──────── DATA FOR THIS EXERCISE

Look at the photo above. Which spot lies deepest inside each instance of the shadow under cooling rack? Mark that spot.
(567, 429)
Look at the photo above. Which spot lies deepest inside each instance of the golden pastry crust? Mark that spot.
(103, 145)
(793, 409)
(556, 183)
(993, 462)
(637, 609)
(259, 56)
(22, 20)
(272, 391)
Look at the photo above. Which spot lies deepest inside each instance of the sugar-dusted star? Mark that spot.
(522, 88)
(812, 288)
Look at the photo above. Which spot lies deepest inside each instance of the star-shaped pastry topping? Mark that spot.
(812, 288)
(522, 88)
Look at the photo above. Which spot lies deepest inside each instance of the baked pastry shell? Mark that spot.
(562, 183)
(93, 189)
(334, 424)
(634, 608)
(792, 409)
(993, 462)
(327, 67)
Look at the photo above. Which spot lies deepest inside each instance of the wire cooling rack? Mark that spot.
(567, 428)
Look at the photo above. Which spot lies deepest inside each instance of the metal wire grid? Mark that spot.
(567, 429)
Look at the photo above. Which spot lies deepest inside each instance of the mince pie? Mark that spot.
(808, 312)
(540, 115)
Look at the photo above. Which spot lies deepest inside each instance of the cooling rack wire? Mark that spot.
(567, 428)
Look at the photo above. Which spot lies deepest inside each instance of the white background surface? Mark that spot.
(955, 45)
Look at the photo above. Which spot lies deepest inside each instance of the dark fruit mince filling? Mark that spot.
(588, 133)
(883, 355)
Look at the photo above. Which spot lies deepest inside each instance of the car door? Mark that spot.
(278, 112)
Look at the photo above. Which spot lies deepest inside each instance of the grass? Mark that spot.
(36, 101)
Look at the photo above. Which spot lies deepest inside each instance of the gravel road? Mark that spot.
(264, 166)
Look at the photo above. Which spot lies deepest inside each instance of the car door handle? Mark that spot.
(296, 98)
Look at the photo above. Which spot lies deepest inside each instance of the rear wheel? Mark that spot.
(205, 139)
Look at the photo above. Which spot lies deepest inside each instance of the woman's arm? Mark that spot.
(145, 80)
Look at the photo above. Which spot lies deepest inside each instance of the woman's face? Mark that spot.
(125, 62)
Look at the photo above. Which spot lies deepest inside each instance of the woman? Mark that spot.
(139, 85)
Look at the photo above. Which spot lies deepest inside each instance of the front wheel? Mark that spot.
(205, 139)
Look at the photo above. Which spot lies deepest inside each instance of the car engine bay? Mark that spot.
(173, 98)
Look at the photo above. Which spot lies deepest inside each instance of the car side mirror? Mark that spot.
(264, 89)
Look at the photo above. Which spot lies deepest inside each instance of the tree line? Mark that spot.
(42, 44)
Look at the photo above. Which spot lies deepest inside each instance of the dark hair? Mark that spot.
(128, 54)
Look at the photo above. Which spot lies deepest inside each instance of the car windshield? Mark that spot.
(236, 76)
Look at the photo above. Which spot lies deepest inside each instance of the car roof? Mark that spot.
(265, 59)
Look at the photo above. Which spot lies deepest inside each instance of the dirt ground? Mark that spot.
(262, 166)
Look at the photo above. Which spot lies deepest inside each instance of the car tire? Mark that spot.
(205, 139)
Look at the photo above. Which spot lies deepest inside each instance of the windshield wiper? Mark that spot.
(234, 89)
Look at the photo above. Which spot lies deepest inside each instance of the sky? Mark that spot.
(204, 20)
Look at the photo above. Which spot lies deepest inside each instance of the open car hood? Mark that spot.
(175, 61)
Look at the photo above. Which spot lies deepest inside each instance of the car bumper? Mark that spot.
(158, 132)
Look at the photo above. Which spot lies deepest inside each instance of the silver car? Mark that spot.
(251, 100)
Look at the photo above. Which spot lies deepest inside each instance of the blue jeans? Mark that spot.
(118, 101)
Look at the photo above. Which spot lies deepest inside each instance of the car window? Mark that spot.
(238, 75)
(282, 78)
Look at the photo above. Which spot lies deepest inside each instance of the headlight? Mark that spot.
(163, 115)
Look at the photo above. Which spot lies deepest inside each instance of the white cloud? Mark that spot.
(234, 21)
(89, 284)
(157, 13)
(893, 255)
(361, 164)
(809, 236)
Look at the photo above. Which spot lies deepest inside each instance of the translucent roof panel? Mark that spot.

────────────────

#### WHAT IS REQUIRED
Please give the records again exactly as they are.

#### WORKED SOLUTION
Look at the photo above. Which spot lies deepest inside each instance of the shadow under cooling rack? Mark that spot.
(567, 429)
Look at the photo above. Which spot lies deepest inside each instance of the golden pastry crust? Mark that spot.
(103, 145)
(793, 409)
(556, 183)
(993, 462)
(637, 609)
(259, 56)
(22, 20)
(272, 391)
Look at the photo above. Which spot lies deepest inside each instance of the sugar-dusted star? Mark that spot.
(522, 88)
(812, 288)
Look at the photo above. Which spot lies deepest inside each instance of the star-shaped pastry topping? Mark that spot.
(812, 288)
(522, 88)
Look at the photo above. Which spot lies deepest inside each instance of the baked pastry shell? Mark that spot.
(562, 183)
(93, 189)
(334, 424)
(634, 608)
(792, 409)
(993, 462)
(327, 67)
Look at the photo above. Which spot lies deepest inside each instance of the wire cooling rack? Mark that spot.
(567, 428)
Look at the photo above. Which spot lies deepest inside each instance of the metal wire grid? Mark that spot.
(567, 429)
Look at the photo above. Which spot lies deepest inside each instance of the mince pie? Mark that spot.
(808, 312)
(540, 115)
Look at the photo above. Which spot lies deepest inside each instance of the cooling rack wire? Mark that spot.
(567, 428)
Look at the photo above. Which spot lies deepest inside each instance of the white background surface? Mark that spot.
(955, 45)
Look at the photo above. Which spot lies deepest inside each instance of the dark fruit mince filling? Mark that spot.
(588, 133)
(883, 355)
Look at the photo above. Which spot lies deepest inside each instance of the car door? Mark that spot.
(278, 112)
Look at the photo above. Which spot lies deepest inside each instance of the grass? Mark that spot.
(36, 101)
Look at the photo above. Which spot lies deepest inside each instance of the gravel road? Mark that spot.
(264, 166)
Look at the photo above. Which spot lies deepest inside each instance of the car door handle? Mark that spot.
(296, 98)
Look at the photo above. Which spot lies deepest inside each instance of the rear wheel? Mark that spot.
(205, 139)
Look at the photo above. Which spot lies deepest inside each instance of the woman's arm? Mark that spot.
(145, 80)
Look at the photo above. Which spot lies deepest inside each instance of the woman's face? Mark that spot.
(125, 62)
Look at the photo above. Which spot lies deepest inside each instance of the woman? Mark that spot.
(139, 85)
Look at the photo above. Which spot lies deepest inside each instance of the front wheel? Mark that spot.
(205, 139)
Look at the photo above. Which spot lies deepest inside each instance of the car engine bay? Mark that spot.
(173, 98)
Look at the photo above. Which spot lies deepest inside each instance of the car side mirror? Mark that spot.
(264, 89)
Look at the photo above. Which spot lies deepest inside each instance of the tree line? Mark that spot.
(42, 44)
Look at the photo above. Which spot lies deepest inside each instance of the dark hair? Mark that spot.
(128, 54)
Look at the photo above. Which spot lies deepest inside each instance of the car windshield? Mark that spot.
(236, 76)
Look at the photo above. Which spot lies deepest inside each instance of the car roof? Mark that spot.
(265, 59)
Look at the photo above. Which spot lies deepest inside each instance of the dirt ground? Mark that spot.
(262, 166)
Look at the photo above. Which spot lies deepest inside each instance of the car tire? Mark that spot.
(205, 139)
Look at the photo above. Which spot lies deepest inside each instance of the windshield wiper? Mark that spot.
(234, 89)
Look at the photo above. Which spot lies deepest inside each instance of the sky? Mark that spot.
(204, 20)
Look at the photo above. Which spot lies deepest inside each instance of the open car hood? Mark that spot.
(175, 61)
Look at the photo above. Which spot lies deepest inside each instance of the car bumper? Mark that spot.
(158, 132)
Look at the photo above. Which spot lies deepest inside each instance of the silver car? Mark that spot.
(251, 100)
Look at the photo above. Which spot lies deepest inside each instance of the blue jeans? Mark that spot.
(118, 101)
Look at the photo above. Which spot lies deepest inside each instance of the car window? Mark that spot.
(238, 75)
(282, 78)
Look at the photo above. Which spot lies deepest inside each instance of the headlight? Mark that spot.
(163, 115)
Look at the photo above. Which spot lies deepest inside each instance of the white cloud? Mark that spot.
(234, 21)
(89, 284)
(157, 13)
(893, 255)
(361, 164)
(809, 236)
Look at the photo above. Which spot lies deepest inside each instance of the translucent roof panel? Mark that spot.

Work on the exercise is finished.